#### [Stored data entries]
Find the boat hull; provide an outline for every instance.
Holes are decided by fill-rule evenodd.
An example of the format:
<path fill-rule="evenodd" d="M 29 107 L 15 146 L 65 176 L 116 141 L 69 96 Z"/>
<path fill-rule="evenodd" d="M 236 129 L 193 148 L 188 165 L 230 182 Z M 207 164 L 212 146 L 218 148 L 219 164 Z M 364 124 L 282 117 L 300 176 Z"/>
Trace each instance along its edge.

#### [WORK ITEM]
Copy the entries word for word. Leave nothing out.

#### [ANSWER FOR THE TASK]
Find the boat hull; provide an outline for every instance.
Holes are decided by fill-rule evenodd.
An example of the format:
<path fill-rule="evenodd" d="M 29 107 L 15 146 L 65 176 L 116 141 L 69 96 Z"/>
<path fill-rule="evenodd" d="M 236 129 L 193 148 L 188 165 L 230 182 Z M 207 164 L 212 146 L 218 148 L 219 164 Z M 364 124 L 282 117 L 300 176 Z"/>
Trace each instance along its edge.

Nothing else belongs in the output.